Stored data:
════

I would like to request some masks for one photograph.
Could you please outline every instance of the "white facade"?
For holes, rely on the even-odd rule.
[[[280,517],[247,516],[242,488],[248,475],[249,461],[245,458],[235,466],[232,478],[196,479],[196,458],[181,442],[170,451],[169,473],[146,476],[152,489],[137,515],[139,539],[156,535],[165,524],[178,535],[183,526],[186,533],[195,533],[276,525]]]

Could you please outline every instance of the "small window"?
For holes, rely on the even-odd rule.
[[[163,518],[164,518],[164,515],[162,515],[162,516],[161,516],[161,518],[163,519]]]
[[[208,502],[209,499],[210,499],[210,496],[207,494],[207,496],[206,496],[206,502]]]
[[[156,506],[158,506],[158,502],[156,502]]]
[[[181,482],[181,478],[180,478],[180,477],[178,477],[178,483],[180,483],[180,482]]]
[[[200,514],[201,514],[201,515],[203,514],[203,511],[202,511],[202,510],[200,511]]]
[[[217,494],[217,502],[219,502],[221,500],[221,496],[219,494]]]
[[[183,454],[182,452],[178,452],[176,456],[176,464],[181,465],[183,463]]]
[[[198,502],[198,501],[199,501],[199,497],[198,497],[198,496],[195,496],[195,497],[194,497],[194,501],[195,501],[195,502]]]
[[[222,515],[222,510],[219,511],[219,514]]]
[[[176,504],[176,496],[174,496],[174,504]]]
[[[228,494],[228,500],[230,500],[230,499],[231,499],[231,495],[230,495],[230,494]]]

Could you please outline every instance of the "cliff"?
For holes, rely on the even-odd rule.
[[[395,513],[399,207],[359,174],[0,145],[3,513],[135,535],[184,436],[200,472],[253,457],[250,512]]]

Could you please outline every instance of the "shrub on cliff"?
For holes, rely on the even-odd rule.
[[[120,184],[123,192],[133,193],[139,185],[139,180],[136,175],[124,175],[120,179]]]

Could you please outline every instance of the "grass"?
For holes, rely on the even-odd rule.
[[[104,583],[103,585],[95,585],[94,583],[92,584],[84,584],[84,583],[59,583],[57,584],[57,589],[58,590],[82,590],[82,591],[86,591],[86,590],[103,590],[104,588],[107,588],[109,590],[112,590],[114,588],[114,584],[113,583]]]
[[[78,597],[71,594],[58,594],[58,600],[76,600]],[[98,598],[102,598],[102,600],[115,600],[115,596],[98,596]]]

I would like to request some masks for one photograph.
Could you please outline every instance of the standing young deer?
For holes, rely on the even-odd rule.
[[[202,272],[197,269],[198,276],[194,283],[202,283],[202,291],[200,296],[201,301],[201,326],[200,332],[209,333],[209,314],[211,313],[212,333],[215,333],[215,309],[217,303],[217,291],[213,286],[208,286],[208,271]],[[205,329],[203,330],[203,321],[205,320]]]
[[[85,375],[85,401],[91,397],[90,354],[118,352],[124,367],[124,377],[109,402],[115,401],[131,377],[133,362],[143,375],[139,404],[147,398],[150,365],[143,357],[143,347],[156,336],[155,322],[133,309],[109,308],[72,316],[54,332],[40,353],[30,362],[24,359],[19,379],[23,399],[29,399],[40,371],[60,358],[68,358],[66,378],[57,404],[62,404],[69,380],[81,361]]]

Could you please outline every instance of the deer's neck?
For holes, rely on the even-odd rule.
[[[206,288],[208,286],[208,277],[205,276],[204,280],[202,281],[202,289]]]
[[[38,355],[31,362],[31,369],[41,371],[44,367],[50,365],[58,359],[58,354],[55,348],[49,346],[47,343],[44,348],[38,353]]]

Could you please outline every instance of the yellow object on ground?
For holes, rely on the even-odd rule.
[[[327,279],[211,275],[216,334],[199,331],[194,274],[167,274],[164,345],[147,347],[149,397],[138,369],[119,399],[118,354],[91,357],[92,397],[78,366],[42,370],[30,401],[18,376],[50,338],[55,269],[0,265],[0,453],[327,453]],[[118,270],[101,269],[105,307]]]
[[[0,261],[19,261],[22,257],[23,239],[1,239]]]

════

PROBLEM TO WORK ON » Which lines above hold the word "deer"? Copy each of them.

THE COMPLETED TASK »
Could you please outline every instance of the standing young deer?
Could you please outline every instance of the deer's neck?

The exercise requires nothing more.